A series of records:
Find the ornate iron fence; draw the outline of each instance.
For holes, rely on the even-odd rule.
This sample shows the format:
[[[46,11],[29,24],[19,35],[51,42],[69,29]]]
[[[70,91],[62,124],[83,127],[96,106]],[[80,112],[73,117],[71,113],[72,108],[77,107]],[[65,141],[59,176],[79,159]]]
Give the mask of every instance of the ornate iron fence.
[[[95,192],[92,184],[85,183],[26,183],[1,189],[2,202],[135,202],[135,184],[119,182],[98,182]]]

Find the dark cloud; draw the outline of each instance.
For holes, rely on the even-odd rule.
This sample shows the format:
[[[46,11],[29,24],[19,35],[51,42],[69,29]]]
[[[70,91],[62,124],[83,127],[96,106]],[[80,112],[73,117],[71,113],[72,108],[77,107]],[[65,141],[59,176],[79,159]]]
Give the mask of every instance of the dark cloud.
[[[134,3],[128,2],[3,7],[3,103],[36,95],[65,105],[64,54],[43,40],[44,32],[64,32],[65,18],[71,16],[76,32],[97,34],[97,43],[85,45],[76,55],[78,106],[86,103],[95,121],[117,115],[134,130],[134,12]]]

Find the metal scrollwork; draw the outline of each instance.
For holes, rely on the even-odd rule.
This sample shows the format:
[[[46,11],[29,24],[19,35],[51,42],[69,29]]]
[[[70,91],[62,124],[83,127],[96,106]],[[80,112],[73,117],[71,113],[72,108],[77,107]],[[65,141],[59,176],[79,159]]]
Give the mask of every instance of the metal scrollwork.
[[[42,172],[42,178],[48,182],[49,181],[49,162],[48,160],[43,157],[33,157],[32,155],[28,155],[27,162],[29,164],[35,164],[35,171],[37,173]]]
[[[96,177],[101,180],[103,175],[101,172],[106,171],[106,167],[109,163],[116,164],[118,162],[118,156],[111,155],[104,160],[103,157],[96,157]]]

- **WRITTEN TASK**: Copy every line of the records above word for word, with nothing changed or left out.

- **TASK ANSWER**:
Find the ornate iron fence; draw the outline of each instance.
For holes, rely on the even-odd rule.
This sample shows the format:
[[[46,11],[29,24],[19,35],[51,42],[69,29]]]
[[[70,91],[62,124],[83,127],[96,106]],[[80,112],[73,117],[71,113],[72,108],[77,107]],[[65,141],[59,176],[79,159]]]
Give the mask of every instance of the ornate iron fence.
[[[95,192],[92,184],[85,183],[26,183],[1,189],[2,202],[135,202],[135,184],[119,182],[98,182]]]

Find the dark cloud; draw the outline of each instance.
For holes, rely on the even-odd rule.
This sample shows the format:
[[[46,11],[29,24],[19,35],[51,42],[69,29]]]
[[[70,91],[62,124],[83,127],[96,106]],[[80,112],[73,117],[71,113],[72,108],[77,107]],[[65,141],[59,176],[79,159]]]
Give the mask of every instance of the dark cloud.
[[[134,3],[128,2],[3,7],[3,103],[36,95],[65,105],[64,54],[43,40],[44,32],[64,32],[65,18],[71,16],[76,32],[97,34],[97,43],[85,45],[76,55],[78,106],[86,103],[95,121],[117,115],[134,130],[134,12]]]

Find the metal scrollwork; draw the outline of each instance.
For holes, rely on the even-odd rule.
This sample shows the format:
[[[46,11],[29,24],[19,35],[51,42],[69,29]]]
[[[70,91],[62,124],[83,127],[96,106]],[[80,112],[73,117],[71,113],[72,108],[77,107]],[[65,141],[59,176],[79,159]]]
Give the mask of every instance of the metal scrollwork.
[[[42,172],[42,178],[48,182],[49,181],[49,162],[48,160],[43,157],[33,157],[32,155],[28,155],[27,162],[29,164],[35,164],[35,171],[37,173]]]
[[[96,177],[101,180],[103,175],[101,172],[106,171],[106,167],[109,163],[116,164],[118,162],[118,156],[111,155],[104,160],[103,157],[96,157]]]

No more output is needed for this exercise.